## Task
List the sources of funding that the article on flexible study says should support shorter qualifications.

Government urged to prioritise flexible over full-time study

Too many young people are going straight from school into full-time undergraduate study because higher education resists the radical changes needed to make it fit for purpose for a sustainable economy, according to the former boss of the United Kingdom’s Open University, Professor Tim Blackman.

With the world facing technological upheaval, ecological disruption from climate change, and democratic erosion caused by disinformation, more higher education is needed – but not all in one go for 18- to 22-year-old school leavers.

Instead of concentrating on full-time honours degrees, which were created when universities were small and elite institutions, Blackman argues that higher education should be spread over a working lifetime for the majority of learners – with the focus on shorter, more efficiently designed and delivered qualifications, supported by a mix of individual, employer and state funding.

Blackman was vice-chancellor of the UK’s Open University from 2019 to 2024, and he spells out his recipe for change in a new debate paper from the Higher Education Policy Institute (HEPI) titled A Call for Radical Reform: Higher Education for a Sustainable Economy.

The paper states that the old elite system rolled into the modern mass system of higher education with little thought about the appropriateness and affordability of providing such a large volume of learning straight after school, with the educational content expected to last a lifetime.

The result leaves students with mountains of debts and universities running out of cash and is unsuitable for a world faced with rapid technological change, ecological disruption and democratic erosion from disinformation and economic insecurity.

Government intervention

However, Blackman warns the necessary changes won’t happen without direct government intervention in higher education to prioritise part-time flexible learning over full-time study.

Extracted records:
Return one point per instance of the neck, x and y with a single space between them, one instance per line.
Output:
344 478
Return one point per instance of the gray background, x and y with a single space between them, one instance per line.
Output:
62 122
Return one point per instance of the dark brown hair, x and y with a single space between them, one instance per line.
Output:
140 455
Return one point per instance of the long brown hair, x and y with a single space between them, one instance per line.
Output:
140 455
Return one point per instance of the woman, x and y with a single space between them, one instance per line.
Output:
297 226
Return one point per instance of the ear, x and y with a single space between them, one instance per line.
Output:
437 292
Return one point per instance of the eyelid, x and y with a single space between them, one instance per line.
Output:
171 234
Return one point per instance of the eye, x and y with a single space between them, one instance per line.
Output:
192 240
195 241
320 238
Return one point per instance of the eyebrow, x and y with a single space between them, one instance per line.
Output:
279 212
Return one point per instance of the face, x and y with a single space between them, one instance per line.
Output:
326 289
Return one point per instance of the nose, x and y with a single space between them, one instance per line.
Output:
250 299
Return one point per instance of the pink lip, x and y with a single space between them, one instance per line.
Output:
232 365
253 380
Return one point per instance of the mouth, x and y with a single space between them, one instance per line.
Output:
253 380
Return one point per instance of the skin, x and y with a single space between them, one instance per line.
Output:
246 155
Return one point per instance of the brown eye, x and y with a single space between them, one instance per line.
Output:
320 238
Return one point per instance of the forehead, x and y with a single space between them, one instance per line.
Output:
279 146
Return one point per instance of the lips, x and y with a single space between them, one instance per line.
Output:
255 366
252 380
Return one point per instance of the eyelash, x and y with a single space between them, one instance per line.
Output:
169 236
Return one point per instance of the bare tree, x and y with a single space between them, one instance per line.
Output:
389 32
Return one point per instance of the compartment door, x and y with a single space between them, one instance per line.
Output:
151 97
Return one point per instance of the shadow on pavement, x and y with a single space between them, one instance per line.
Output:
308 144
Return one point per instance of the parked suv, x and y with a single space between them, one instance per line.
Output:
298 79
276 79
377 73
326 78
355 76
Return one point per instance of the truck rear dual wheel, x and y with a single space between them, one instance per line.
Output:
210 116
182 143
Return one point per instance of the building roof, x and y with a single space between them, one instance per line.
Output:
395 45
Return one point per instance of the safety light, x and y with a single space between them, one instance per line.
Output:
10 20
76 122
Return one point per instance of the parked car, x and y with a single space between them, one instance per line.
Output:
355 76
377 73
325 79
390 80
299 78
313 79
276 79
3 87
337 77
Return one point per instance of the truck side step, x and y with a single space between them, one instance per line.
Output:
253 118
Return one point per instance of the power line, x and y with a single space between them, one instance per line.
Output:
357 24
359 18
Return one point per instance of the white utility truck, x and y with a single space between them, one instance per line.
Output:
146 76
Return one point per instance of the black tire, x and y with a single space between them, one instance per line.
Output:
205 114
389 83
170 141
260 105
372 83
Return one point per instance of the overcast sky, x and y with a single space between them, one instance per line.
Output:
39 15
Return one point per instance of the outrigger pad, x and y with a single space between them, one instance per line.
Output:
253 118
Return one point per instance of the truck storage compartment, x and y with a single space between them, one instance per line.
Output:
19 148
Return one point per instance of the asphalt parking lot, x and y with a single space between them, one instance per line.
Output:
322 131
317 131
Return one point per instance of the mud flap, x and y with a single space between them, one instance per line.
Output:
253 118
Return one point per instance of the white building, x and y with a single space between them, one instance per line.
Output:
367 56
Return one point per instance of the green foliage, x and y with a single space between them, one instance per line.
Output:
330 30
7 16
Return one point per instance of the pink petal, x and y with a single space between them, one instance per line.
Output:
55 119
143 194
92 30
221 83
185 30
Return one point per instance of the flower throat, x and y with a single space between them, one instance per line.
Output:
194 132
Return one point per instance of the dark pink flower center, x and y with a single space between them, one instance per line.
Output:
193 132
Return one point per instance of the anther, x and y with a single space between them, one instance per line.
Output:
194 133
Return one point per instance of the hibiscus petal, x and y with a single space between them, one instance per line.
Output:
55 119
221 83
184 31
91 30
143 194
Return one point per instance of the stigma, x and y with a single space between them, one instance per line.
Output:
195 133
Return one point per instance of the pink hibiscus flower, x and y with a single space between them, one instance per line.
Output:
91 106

## Output
Individual funding, employer funding, and state funding.